__WORK TO BE COMPLETED__: Pick out each line of the records that includes the string "cuff", and copy it.

__DATA EXTRACT__:
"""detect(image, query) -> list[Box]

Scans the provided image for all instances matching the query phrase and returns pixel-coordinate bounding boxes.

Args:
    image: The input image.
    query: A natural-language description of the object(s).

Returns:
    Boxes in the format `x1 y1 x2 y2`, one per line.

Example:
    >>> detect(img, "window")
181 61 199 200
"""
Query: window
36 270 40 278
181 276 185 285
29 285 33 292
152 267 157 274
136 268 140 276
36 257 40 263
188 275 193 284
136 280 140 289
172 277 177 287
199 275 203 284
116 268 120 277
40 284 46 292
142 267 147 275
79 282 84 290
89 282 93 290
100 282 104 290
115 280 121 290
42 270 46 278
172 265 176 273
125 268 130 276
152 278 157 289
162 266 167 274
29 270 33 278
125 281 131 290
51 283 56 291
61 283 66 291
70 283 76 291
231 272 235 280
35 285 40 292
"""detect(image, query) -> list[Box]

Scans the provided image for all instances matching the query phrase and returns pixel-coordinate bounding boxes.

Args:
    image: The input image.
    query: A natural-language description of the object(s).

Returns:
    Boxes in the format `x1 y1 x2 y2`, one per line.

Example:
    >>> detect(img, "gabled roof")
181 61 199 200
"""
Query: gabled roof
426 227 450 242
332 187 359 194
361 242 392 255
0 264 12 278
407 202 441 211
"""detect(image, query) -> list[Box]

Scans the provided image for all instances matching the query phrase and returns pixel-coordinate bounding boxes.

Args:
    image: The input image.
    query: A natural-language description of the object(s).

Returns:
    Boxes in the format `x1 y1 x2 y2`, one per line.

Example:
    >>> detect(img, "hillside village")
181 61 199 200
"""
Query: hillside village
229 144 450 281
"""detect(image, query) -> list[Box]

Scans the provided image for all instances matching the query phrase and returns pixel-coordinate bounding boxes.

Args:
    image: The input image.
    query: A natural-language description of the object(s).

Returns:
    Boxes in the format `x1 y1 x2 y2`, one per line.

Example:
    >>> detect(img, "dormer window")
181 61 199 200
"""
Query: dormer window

...

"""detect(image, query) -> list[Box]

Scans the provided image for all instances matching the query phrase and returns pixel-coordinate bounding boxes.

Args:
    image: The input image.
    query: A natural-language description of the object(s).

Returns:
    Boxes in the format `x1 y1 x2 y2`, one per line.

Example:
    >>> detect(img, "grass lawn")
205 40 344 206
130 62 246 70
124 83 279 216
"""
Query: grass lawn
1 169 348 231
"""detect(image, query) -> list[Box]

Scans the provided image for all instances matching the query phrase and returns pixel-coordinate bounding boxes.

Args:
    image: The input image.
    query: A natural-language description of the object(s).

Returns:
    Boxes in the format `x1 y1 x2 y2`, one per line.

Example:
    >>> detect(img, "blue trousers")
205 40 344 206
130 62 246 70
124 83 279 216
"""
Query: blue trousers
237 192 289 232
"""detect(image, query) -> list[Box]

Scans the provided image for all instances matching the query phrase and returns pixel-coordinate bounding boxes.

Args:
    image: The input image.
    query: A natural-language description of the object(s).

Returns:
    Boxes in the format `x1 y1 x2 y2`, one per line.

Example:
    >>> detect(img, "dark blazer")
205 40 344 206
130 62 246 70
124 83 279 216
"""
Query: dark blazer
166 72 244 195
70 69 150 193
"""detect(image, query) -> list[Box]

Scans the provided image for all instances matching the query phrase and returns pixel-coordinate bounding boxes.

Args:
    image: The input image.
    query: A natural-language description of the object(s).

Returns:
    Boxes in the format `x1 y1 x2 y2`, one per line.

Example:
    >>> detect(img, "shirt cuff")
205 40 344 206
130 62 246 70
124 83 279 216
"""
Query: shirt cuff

__RESULT OF THE TASK__:
    >>> detect(img, "shirt cuff")
Query: shirt cuff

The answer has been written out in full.